## Problem requirements
Output the data that follows, keeping every line identical.

*** Begin section ***

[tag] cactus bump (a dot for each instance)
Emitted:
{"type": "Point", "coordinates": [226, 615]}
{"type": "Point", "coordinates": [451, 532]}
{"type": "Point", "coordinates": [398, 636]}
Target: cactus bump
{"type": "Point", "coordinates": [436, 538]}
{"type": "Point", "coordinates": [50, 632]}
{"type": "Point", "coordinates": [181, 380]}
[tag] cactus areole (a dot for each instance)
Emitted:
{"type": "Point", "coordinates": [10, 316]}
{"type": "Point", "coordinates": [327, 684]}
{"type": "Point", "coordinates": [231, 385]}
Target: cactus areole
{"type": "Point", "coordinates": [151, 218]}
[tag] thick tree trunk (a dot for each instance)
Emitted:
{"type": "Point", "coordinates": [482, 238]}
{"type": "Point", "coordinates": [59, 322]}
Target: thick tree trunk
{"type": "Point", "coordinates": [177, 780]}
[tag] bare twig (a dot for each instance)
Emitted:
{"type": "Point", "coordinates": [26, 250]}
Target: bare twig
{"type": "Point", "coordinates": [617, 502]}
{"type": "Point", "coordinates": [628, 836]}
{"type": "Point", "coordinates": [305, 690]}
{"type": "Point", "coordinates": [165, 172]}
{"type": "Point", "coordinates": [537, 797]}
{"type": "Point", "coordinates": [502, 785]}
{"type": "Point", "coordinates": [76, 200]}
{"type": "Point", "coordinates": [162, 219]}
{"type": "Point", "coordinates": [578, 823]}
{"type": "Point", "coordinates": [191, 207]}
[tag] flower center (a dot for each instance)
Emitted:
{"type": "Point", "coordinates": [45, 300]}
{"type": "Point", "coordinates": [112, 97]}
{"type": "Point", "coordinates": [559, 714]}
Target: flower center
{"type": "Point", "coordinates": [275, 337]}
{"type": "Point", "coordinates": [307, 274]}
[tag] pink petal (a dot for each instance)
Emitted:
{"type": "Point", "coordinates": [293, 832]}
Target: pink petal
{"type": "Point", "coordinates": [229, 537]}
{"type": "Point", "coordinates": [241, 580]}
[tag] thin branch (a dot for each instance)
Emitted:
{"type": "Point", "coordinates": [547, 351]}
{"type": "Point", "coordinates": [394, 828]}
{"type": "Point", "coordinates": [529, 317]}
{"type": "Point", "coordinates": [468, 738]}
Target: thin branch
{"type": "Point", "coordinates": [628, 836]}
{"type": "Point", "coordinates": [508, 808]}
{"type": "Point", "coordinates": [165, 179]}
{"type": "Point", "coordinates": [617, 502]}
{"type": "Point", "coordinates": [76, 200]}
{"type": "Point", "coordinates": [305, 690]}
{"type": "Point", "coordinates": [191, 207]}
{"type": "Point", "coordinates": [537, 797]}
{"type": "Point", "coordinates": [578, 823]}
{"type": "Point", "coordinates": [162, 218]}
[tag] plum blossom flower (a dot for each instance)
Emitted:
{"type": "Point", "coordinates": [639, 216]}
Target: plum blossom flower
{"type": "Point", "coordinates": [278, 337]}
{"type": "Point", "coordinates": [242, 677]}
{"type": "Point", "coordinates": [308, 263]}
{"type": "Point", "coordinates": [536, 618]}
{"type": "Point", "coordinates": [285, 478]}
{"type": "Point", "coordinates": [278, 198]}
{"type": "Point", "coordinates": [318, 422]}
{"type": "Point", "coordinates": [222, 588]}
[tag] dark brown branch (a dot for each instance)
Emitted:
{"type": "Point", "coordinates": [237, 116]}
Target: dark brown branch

*** End section ***

## Solution to the problem
[tag] cactus bump (a dot for each instance)
Emitted:
{"type": "Point", "coordinates": [226, 615]}
{"type": "Point", "coordinates": [451, 532]}
{"type": "Point", "coordinates": [398, 636]}
Target: cactus bump
{"type": "Point", "coordinates": [436, 538]}
{"type": "Point", "coordinates": [50, 632]}
{"type": "Point", "coordinates": [181, 380]}
[tag] cactus areole (a dot for each instance)
Emitted:
{"type": "Point", "coordinates": [10, 316]}
{"type": "Point", "coordinates": [327, 684]}
{"type": "Point", "coordinates": [231, 385]}
Target: cactus areole
{"type": "Point", "coordinates": [151, 218]}
[tag] thick tree trunk (a dot for each instance)
Emitted:
{"type": "Point", "coordinates": [482, 238]}
{"type": "Point", "coordinates": [59, 322]}
Target: thick tree trunk
{"type": "Point", "coordinates": [177, 780]}
[tag] bare twig (a dot for each instance)
Emitted:
{"type": "Point", "coordinates": [26, 250]}
Target: bare twig
{"type": "Point", "coordinates": [617, 502]}
{"type": "Point", "coordinates": [628, 836]}
{"type": "Point", "coordinates": [305, 690]}
{"type": "Point", "coordinates": [165, 172]}
{"type": "Point", "coordinates": [537, 797]}
{"type": "Point", "coordinates": [502, 785]}
{"type": "Point", "coordinates": [76, 200]}
{"type": "Point", "coordinates": [162, 219]}
{"type": "Point", "coordinates": [578, 823]}
{"type": "Point", "coordinates": [191, 207]}
[tag] flower center (a dot for each instance)
Emitted:
{"type": "Point", "coordinates": [45, 300]}
{"type": "Point", "coordinates": [112, 97]}
{"type": "Point", "coordinates": [559, 714]}
Target: flower center
{"type": "Point", "coordinates": [275, 337]}
{"type": "Point", "coordinates": [307, 274]}
[tag] pink petal (a dot for each instance)
Emitted:
{"type": "Point", "coordinates": [293, 832]}
Target: pink petal
{"type": "Point", "coordinates": [229, 537]}
{"type": "Point", "coordinates": [241, 580]}
[tag] thin branch (a dot for each instance)
Emitted:
{"type": "Point", "coordinates": [547, 351]}
{"type": "Point", "coordinates": [394, 828]}
{"type": "Point", "coordinates": [529, 317]}
{"type": "Point", "coordinates": [468, 738]}
Target: thin branch
{"type": "Point", "coordinates": [628, 836]}
{"type": "Point", "coordinates": [508, 808]}
{"type": "Point", "coordinates": [165, 179]}
{"type": "Point", "coordinates": [617, 502]}
{"type": "Point", "coordinates": [76, 200]}
{"type": "Point", "coordinates": [305, 690]}
{"type": "Point", "coordinates": [191, 207]}
{"type": "Point", "coordinates": [537, 797]}
{"type": "Point", "coordinates": [578, 823]}
{"type": "Point", "coordinates": [162, 218]}
[tag] plum blossom flower (a dot for each instance)
Emitted:
{"type": "Point", "coordinates": [639, 216]}
Target: plum blossom flower
{"type": "Point", "coordinates": [278, 337]}
{"type": "Point", "coordinates": [242, 677]}
{"type": "Point", "coordinates": [308, 263]}
{"type": "Point", "coordinates": [536, 618]}
{"type": "Point", "coordinates": [285, 478]}
{"type": "Point", "coordinates": [278, 198]}
{"type": "Point", "coordinates": [318, 422]}
{"type": "Point", "coordinates": [222, 588]}
[tag] dark brown branch (a dot for each instance)
Emitted:
{"type": "Point", "coordinates": [237, 116]}
Target: dark brown branch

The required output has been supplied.